• Document section:
▼
One cross country athlete, senior Sophie Trom, has had recurring stress reactions and fractures in both of her shins for the past three years. This had made running cross country a struggle, but she stuck with it all four years of high school.

“Everyone’s body is different, and everyone has to take care of their body in different ways,” Trom said. “Some people can run more and some people cannot run as much.”

On days her injuries flare up, Trom runs less distance or spends her time biking in the cardio room. She also went to go see a physical therapist, who gave her exercises to help her strengthen her muscles.

Fraizer dealt with a very similar situation. She had a stress fracture in seventh grade and also dealt with shin splints throughout her freshman year of cross country. She started going to a physical therapist three times a week.

“Almost every day, I would do those (exercises) and at the beginning I was still having pains, but as my calves got stronger, they’ve been able to handle more mileage,” Frazier said. “Those exercises have really made it so my calves have gotten shorter, which just makes it a lot harder to get injured.”


While physical therapy helps prevent an injury from becoming worse, other elements such as stretching, rolling and icing can help the body recover faster. McHenry recommends rolling out and stretching as often as possible.
▲
Dataset entries:
▼
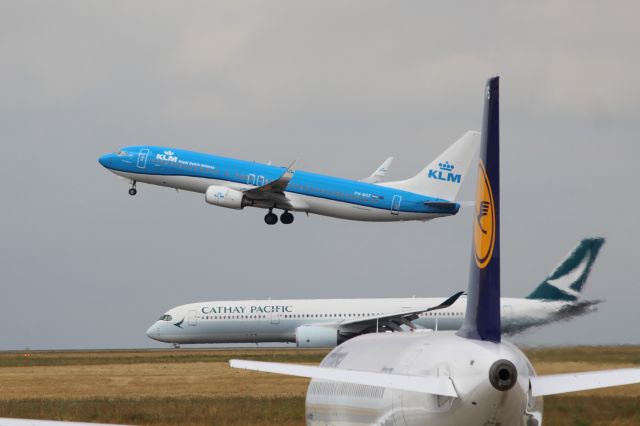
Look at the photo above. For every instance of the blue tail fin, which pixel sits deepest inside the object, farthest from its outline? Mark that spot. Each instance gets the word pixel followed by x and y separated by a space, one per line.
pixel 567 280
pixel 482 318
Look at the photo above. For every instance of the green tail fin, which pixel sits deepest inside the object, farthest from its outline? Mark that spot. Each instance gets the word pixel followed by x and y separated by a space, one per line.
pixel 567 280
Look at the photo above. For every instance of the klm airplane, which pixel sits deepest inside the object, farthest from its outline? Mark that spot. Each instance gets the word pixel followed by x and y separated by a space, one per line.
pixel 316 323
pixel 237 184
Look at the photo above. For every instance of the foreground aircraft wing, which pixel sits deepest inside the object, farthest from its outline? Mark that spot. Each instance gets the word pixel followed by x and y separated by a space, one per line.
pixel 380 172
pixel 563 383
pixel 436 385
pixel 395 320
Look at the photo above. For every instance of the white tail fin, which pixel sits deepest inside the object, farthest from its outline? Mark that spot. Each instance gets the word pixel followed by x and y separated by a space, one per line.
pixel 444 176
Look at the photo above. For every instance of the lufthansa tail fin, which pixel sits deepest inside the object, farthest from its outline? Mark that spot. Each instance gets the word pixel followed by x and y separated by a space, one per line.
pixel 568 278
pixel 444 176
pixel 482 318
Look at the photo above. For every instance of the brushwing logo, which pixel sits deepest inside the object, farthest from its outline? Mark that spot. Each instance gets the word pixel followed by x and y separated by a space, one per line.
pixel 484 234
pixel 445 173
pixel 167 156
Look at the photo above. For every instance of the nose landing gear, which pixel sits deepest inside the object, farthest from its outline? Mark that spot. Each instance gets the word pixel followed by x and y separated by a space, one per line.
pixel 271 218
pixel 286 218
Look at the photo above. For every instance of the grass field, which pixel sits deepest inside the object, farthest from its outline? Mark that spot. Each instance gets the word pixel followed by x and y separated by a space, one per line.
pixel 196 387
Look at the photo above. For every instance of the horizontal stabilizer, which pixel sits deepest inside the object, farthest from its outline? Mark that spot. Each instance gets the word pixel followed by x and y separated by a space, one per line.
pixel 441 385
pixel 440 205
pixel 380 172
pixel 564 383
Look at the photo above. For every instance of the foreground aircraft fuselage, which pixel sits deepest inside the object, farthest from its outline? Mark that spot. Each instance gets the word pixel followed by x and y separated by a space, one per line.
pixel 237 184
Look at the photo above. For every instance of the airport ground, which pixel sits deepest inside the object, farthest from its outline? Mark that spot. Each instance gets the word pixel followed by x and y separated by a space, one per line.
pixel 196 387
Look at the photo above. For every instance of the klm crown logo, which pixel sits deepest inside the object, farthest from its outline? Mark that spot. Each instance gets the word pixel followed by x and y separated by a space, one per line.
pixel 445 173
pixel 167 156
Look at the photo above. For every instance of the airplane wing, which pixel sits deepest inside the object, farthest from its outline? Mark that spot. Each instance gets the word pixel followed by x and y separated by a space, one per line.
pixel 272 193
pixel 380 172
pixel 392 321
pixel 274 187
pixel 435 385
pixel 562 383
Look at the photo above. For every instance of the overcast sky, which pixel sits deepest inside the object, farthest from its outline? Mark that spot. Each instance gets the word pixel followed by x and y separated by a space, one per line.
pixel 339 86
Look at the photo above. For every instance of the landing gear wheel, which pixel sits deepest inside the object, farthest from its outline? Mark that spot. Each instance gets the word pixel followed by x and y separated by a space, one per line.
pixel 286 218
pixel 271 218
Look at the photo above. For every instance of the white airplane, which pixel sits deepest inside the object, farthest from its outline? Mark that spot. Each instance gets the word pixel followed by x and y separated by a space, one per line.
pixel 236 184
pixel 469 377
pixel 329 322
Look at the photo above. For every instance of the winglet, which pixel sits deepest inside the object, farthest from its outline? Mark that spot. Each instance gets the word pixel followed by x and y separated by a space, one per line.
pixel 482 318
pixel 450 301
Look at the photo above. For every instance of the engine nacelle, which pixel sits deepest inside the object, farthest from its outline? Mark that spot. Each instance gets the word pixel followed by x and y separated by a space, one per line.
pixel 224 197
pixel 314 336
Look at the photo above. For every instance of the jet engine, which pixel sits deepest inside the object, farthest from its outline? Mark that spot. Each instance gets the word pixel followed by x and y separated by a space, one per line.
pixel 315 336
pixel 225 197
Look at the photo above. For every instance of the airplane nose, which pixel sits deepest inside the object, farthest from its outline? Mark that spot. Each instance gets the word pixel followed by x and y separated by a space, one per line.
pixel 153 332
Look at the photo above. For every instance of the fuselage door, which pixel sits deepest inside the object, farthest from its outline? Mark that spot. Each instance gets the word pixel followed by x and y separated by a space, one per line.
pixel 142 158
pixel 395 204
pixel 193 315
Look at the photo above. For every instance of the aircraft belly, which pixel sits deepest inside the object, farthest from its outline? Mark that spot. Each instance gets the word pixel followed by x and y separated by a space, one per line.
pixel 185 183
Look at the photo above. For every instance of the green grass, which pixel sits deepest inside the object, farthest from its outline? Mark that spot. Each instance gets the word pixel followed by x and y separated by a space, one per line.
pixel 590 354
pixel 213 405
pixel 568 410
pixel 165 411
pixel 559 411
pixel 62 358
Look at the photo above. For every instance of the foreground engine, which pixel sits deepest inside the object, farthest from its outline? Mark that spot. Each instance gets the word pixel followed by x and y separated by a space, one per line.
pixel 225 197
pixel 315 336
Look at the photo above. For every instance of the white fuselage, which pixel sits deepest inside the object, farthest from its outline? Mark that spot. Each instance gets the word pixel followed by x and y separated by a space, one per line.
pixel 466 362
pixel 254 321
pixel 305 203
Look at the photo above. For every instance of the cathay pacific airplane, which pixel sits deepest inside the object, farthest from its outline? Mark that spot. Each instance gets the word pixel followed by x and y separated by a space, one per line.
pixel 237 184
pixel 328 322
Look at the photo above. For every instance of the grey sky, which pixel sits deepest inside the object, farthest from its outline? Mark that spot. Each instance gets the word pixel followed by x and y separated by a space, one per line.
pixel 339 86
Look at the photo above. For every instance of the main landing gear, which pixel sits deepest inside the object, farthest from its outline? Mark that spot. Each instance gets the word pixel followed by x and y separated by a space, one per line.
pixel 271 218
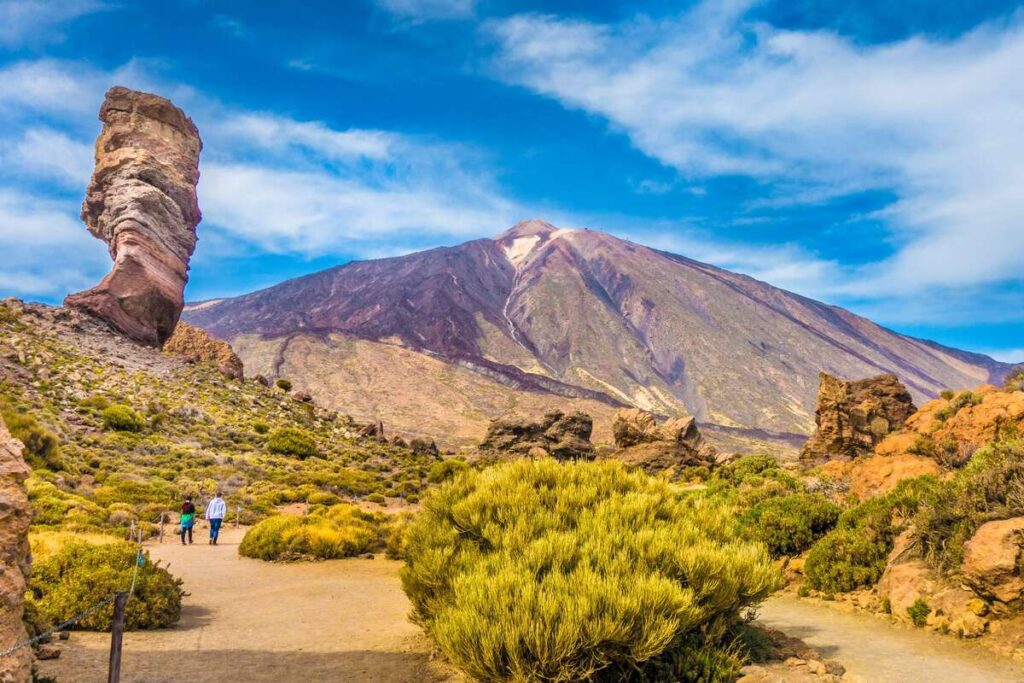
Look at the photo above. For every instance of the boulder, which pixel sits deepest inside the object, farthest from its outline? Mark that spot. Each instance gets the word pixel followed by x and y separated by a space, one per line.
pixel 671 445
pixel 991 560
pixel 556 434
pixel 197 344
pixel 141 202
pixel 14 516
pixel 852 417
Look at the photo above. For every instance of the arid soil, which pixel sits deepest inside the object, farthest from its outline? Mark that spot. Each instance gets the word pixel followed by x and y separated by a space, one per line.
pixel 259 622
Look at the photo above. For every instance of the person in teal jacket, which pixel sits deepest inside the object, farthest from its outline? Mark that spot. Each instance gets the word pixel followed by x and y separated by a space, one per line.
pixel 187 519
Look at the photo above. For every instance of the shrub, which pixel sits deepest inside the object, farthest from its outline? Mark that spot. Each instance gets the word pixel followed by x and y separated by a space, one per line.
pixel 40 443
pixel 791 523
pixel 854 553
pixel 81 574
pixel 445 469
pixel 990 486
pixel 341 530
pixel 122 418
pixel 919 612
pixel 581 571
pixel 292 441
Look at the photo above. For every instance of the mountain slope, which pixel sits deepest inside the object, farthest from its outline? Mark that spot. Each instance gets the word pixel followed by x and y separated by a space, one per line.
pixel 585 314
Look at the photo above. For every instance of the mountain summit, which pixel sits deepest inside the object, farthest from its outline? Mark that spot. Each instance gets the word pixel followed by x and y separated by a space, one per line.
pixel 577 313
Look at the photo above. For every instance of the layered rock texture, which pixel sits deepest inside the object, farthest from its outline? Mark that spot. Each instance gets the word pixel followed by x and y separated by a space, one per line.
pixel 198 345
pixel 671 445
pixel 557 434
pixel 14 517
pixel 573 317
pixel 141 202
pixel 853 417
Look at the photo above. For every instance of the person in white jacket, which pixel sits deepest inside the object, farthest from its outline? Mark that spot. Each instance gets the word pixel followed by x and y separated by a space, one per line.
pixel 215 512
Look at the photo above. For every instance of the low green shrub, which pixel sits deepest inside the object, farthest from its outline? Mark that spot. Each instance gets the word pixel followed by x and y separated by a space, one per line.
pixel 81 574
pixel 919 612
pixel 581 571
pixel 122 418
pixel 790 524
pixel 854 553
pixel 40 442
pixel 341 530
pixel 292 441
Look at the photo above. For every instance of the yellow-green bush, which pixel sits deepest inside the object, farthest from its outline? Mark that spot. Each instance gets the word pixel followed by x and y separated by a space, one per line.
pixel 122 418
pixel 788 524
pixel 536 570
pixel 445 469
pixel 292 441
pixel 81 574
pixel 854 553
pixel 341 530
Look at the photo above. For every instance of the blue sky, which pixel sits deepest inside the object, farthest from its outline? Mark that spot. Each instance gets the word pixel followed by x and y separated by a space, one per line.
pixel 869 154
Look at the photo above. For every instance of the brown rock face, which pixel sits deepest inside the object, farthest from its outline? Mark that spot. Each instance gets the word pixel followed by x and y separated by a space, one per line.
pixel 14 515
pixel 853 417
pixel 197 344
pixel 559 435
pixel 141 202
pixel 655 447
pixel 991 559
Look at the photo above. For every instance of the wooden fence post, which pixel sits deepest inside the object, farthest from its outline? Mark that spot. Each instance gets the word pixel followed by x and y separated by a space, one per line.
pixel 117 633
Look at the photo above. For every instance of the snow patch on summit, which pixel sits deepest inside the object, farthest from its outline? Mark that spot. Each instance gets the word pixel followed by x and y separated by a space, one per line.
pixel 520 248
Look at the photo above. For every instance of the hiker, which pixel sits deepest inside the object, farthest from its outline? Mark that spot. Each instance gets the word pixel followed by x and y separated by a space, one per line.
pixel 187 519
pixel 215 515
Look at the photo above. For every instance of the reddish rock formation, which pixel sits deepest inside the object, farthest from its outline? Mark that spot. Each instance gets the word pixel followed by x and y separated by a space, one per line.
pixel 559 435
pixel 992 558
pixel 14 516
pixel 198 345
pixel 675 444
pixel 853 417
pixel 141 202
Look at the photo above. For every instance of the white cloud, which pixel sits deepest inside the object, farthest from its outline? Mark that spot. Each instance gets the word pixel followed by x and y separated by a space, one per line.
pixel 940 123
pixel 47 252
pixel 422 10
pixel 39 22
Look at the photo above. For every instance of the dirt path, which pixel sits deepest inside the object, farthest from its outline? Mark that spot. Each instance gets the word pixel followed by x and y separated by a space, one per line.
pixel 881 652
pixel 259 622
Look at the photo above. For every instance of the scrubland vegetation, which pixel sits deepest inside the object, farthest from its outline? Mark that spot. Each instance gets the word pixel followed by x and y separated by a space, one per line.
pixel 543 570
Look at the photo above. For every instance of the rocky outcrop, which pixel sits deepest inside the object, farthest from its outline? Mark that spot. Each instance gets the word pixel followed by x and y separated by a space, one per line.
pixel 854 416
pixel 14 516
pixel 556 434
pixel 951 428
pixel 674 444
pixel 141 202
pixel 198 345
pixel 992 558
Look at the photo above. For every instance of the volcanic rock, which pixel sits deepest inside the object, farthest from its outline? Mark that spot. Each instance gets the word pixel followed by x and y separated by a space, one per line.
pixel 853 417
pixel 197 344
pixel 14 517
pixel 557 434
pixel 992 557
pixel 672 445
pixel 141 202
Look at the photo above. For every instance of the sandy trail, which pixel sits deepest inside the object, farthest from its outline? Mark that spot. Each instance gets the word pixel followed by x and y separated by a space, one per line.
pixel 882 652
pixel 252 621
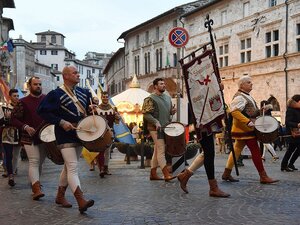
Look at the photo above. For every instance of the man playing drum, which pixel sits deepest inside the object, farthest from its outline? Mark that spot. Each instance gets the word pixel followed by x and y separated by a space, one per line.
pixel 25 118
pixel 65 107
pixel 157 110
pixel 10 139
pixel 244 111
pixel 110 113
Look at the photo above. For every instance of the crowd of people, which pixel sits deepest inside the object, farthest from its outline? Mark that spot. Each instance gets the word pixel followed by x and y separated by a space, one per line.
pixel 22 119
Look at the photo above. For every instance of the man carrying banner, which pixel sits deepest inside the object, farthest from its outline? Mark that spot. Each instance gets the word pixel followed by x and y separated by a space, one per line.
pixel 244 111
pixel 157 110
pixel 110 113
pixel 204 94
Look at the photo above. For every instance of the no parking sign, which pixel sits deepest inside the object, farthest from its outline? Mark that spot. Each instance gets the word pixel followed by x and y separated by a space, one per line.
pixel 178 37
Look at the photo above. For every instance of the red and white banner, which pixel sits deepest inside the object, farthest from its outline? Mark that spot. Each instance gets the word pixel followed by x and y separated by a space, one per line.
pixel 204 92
▲
• What you have to do:
Reproduce the part of the passage on cross country running injuries that begins with the words containing "One cross country" and ends with "times a week.".

• Task output:
One cross country athlete, senior Sophie Trom, has had recurring stress reactions and fractures in both of her shins for the past three years. This had made running cross country a struggle, but she stuck with it all four years of high school.

“Everyone’s body is different, and everyone has to take care of their body in different ways,” Trom said. “Some people can run more and some people cannot run as much.”

On days her injuries flare up, Trom runs less distance or spends her time biking in the cardio room. She also went to go see a physical therapist, who gave her exercises to help her strengthen her muscles.

Fraizer dealt with a very similar situation. She had a stress fracture in seventh grade and also dealt with shin splints throughout her freshman year of cross country. She started going to a physical therapist three times a week.